### PROVIDED INFORMATION
--------

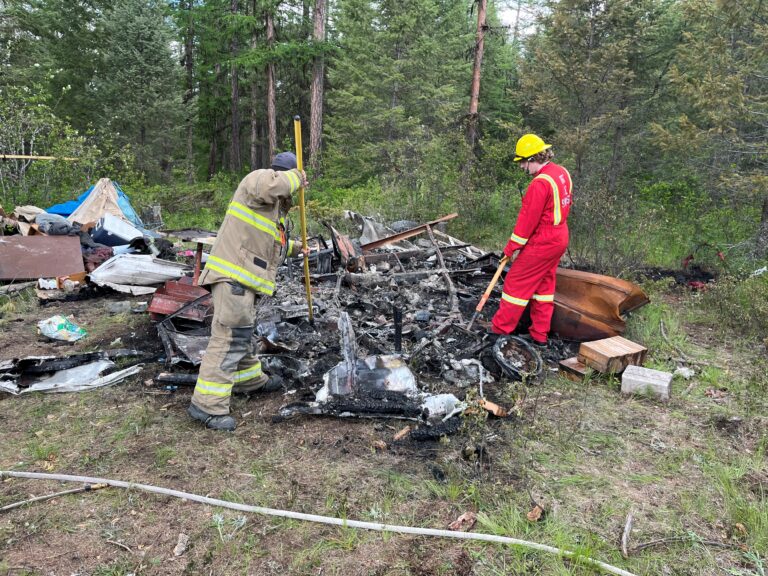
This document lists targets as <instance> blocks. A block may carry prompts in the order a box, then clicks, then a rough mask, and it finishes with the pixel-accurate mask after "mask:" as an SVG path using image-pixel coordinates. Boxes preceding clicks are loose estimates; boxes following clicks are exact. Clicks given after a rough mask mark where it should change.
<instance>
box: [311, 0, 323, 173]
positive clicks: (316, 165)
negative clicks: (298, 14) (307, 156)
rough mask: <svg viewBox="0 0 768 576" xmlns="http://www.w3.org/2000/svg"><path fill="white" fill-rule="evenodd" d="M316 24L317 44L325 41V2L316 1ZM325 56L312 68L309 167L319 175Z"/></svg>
mask: <svg viewBox="0 0 768 576" xmlns="http://www.w3.org/2000/svg"><path fill="white" fill-rule="evenodd" d="M313 17H314V20H315V23H314V30H313V33H312V39H313V40H314V42H315V44H319V43H321V42H324V41H325V0H315V13H314V15H313ZM323 73H324V63H323V56H322V54H321V55H318V56H315V62H314V65H313V68H312V89H311V93H312V101H311V103H310V124H309V166H310V168H312V170H313V172H315V173H317V171H318V170H319V168H320V149H321V146H322V137H323V75H324V74H323Z"/></svg>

--------

### EXERCISE AIM
Beginning with the line that contains "rough mask: <svg", repeat every line through the end of the records and nothing more.

### WRITTEN SOLUTION
rough mask: <svg viewBox="0 0 768 576" xmlns="http://www.w3.org/2000/svg"><path fill="white" fill-rule="evenodd" d="M316 24L317 44L325 41V2L316 1ZM325 56L312 68L309 167L319 175Z"/></svg>
mask: <svg viewBox="0 0 768 576" xmlns="http://www.w3.org/2000/svg"><path fill="white" fill-rule="evenodd" d="M313 17H314V20H315V23H314V30H313V33H312V39H313V40H314V42H315V44H319V43H321V42H324V41H325V0H315V13H314V15H313ZM323 73H324V63H323V56H322V54H321V55H318V56H315V62H314V65H313V68H312V89H311V93H312V101H311V103H310V124H309V166H310V168H312V170H313V172H315V173H317V171H318V170H319V168H320V149H321V146H322V137H323V75H324V74H323Z"/></svg>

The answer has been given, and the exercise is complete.